DOCUMENT SEGMENT:
== Segment start ==

Vasectomy: The week before surgery
- Avoid aspirin products for a minimum of forty-eight hours prior to your procedure.
- Make sure you talk to your doctor about any other medications you may be taking.
- If you wish, you can obtain a prescription for a mild oral anti-anxiety medication before the procedure.
Birth: The nine months before labor
- Avoid all medicines and enjoyable foods.
- Make sure you listen to the copious amounts of unasked-for advice and steel yourself from the dirty looks you will get in line at the coffee shop. Feel guilty every time you eat a hamburger instead of poached salmon. Also, every time you eat salmon, too, because of the mercury.
- If you wish, you can google things that are making you anxious, which will, of course, at minimum, treble your feelings of anxiety. Also, being anxious is bad for the baby.
Vasectomy: The day of surgery
- Wear comfortable clothing. Shower before leaving home. You may bring headphones and music if you prefer.
- A supportive undergarment will be placed on you following the procedure.
- As a standard precaution, you should arrange for someone to drive you to and from the hospital.
- The vasectomy will be done using a local anesthetic. Obviously, I mean we are cutting into the most sensitive region of your body, can you imagine?!

== Segment end ==

(Collected data entries)
== Segment start ==

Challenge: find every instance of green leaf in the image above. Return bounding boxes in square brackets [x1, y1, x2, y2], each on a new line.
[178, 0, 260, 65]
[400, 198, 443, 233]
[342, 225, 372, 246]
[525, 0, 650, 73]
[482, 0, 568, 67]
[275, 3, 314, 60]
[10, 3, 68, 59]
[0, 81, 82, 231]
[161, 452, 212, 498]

== Segment end ==

TASK OBJECTIVE: In the text comparing vasectomy and birth, why does the section on the nine months before labor say to feel guilty about eating salmon as well as hamburgers?

SOLUTION: Because of the mercury.